═════ Materials provided ═════

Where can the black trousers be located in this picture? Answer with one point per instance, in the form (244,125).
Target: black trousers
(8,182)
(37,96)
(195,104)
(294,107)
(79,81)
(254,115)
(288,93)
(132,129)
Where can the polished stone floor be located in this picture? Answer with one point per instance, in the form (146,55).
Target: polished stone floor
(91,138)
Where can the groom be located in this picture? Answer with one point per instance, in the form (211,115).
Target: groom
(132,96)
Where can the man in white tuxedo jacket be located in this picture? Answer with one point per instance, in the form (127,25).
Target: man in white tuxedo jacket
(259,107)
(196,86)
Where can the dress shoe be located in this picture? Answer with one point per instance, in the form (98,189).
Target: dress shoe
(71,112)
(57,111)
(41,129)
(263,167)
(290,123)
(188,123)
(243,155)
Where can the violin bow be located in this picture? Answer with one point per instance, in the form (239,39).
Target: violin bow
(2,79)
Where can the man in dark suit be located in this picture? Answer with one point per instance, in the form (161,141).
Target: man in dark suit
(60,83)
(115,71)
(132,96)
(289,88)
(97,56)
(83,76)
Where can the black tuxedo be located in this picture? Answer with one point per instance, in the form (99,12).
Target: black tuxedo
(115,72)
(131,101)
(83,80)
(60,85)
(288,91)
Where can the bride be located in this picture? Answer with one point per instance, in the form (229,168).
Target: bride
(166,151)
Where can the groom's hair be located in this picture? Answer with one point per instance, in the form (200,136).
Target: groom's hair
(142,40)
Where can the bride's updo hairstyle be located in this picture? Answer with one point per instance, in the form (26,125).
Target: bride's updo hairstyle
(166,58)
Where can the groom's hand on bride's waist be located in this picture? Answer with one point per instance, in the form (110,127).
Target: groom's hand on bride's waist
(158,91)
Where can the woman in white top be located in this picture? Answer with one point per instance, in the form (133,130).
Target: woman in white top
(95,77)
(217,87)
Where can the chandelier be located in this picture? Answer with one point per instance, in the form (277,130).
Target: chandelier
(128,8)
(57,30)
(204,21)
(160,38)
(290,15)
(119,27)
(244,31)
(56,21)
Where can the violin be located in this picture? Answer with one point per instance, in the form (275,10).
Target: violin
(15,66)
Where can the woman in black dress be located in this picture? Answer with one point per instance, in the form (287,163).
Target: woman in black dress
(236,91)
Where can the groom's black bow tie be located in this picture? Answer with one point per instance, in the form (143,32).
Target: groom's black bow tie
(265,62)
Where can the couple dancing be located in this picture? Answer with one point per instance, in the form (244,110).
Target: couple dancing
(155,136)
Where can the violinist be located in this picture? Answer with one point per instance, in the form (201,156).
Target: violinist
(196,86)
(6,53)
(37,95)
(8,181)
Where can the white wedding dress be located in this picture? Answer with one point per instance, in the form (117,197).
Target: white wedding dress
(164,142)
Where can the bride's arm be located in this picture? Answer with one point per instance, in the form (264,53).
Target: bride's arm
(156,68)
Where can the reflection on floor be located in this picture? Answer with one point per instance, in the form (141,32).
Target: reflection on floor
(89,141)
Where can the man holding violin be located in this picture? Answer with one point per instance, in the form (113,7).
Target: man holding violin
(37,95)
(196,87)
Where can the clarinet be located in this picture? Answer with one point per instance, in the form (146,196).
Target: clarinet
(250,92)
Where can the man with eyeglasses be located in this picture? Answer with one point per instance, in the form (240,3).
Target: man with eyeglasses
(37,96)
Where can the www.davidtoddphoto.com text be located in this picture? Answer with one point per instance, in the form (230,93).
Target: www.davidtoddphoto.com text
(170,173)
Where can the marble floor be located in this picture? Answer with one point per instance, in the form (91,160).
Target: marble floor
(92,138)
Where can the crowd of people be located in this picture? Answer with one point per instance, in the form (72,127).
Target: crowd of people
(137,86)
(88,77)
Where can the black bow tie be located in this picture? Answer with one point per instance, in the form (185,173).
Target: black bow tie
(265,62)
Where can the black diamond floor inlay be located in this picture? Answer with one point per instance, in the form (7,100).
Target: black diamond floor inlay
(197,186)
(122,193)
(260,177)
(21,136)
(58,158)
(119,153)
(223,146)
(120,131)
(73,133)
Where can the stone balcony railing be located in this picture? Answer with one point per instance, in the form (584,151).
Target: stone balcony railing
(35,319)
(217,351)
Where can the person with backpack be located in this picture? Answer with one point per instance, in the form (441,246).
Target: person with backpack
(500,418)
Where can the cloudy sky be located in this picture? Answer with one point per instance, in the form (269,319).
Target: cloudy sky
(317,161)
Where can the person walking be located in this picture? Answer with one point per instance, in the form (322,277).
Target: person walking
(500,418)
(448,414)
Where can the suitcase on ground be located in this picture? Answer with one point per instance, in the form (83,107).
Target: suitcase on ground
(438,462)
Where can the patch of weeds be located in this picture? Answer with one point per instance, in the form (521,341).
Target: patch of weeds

═════

Do this: Only the lines from the one that contains "Where can the man holding" to the end of the data should be output, exactly as they appear.

Written response:
Where can the man holding violin be located in this picture? Answer with one point per instance, in the form (113,7).
Target: man holding violin
(37,95)
(196,87)
Where can the clarinet be located in this picture? Answer with one point per instance, in the form (146,196).
Target: clarinet
(250,92)
Where can the man with eyeglasses be located in this picture? Answer with one point per instance, in the form (240,3).
Target: man with eyeglasses
(37,96)
Where can the www.davidtoddphoto.com text be located in this picture? Answer with one point per instance, in the form (230,93).
Target: www.davidtoddphoto.com text
(170,173)
Where can the marble floor be located in this picture? Answer with one point per instance, in the form (91,160).
Target: marble floor
(92,138)
Where can the crowd of people be located in this picture? Answer with one point per instance, in the form (72,127).
Target: crowd of people
(137,86)
(88,77)
Where can the black bow tie be located in this picture? Answer with one point per instance, in the form (185,173).
Target: black bow tie
(265,62)
Where can the black diamond floor inlay be located in this picture? Answer with one point per instance, in the form (7,100).
Target: black diamond floor inlay
(197,186)
(122,193)
(260,177)
(21,136)
(58,158)
(119,153)
(223,146)
(120,131)
(73,133)
Where can the stone balcony railing be located in this picture? Answer with one point per instance, in the form (584,151).
Target: stone balcony railing
(35,319)
(217,351)
Where can the person with backpack be located in this picture? Answer with one point per instance, in the form (441,246).
Target: person with backpack
(500,418)
Where can the cloudy sky be located in this picture? Answer with one point per instance, in the form (269,319).
Target: cloudy sky
(317,161)
Where can the person walking be located in this picture? Answer with one point per instance, in the form (322,277).
Target: person walking
(500,418)
(448,414)
Where can the suitcase on ground be located in this picture? Answer with one point per instance, in the form (83,107).
Target: suitcase on ground
(438,462)
Where can the patch of weeds be located in this picture? Answer with one point per instance, in the form (521,341).
Target: patch of weeds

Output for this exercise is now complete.